▶ Supplied text:
____________

= Casper the Friendly Ghost in film =

Feature length filmography based on Casper the Friendly Ghost

The CGI version of Casper that appears in the live-action films.

The cartoon character, Casper the Friendly Ghost who appears in numerous cartoon shorts as well as Harvey Comics publication, has appeared in five films since his inception, most of which were either released in television or straight-to-video while only one was released theatrically. Many for the most part are unrelated to each other. Like in the comics and animated shorts, the films feature Casper, a ghost of a deceased child, who refused to frighten others and would like nothing more than to be friendly around the world, due to the nature of what he appears to be, it would often get him shunned by whoever he encounters, but along the way, he would find and befriend a certain someone he could identify himself with, and would often help that someone in need.

Created by Seymour Reit and Joe Oriolo, the character made his debut in three theatrical animated shorts in the mid to late 1940s from Noveltoons, and were released by Paramount Pictures and produced by Paramount Pictures' Famous Studios, then started a series of theatrical shorts from 1950 to 1959, right before Harvey Comics ended up buying the rights to the character.

____________

▶ Provided material:
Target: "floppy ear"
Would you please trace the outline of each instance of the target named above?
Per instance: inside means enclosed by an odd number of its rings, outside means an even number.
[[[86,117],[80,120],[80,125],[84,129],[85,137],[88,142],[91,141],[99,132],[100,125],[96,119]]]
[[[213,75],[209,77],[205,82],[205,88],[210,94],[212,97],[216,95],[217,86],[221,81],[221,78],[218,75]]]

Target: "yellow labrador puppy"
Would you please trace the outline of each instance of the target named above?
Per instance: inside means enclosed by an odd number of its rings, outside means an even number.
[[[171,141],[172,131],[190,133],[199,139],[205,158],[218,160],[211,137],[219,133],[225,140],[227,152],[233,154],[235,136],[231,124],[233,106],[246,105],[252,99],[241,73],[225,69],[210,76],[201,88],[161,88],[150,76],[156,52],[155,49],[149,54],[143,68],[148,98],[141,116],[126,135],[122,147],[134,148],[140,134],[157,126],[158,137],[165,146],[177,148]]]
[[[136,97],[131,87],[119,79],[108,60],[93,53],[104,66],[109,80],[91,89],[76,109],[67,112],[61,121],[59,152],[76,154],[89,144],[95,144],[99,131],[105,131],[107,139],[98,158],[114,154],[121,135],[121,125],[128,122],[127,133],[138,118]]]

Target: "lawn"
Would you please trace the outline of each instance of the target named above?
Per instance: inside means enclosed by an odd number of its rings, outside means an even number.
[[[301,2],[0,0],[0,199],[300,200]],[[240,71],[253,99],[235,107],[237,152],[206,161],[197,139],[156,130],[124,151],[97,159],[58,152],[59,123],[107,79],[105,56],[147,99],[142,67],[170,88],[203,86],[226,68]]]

____________

▶ Work to do:
#1 Per the Casper film article, who created the character?
#2 Proceed with the Casper film article, picking up after its final sentence.
The rows have no connection to the Casper film article.

▶ Answers to the tasks:
#1 Seymour Reit and Joe Oriolo.

#2
After having numerous Casper cartoons released on home video by Universal Studios, a deal was made for a live-action feature produced by Amblin Entertainment with executive producer Steven Spielberg hiring Brad Silberling in his directional debut to direct Casper (1995). The film became a commercial success but was met with mixed reviews from critics. In the late 1990s, The Harvey Entertainment Company and Saban Entertainment brought the Casper film rights and produced two direct-to-video films released by 20th Century Fox Home Entertainment with Casper: A Spirited Beginning (1997) and its sequel, Casper Meets Wendy (1998). Both films are highly regarded as prequels to 1995 film, despite not having the same storyline from the latter. The films were also critically panned by critics, which led Universal Studios to cancel further plans for a sequel to the theatrical film.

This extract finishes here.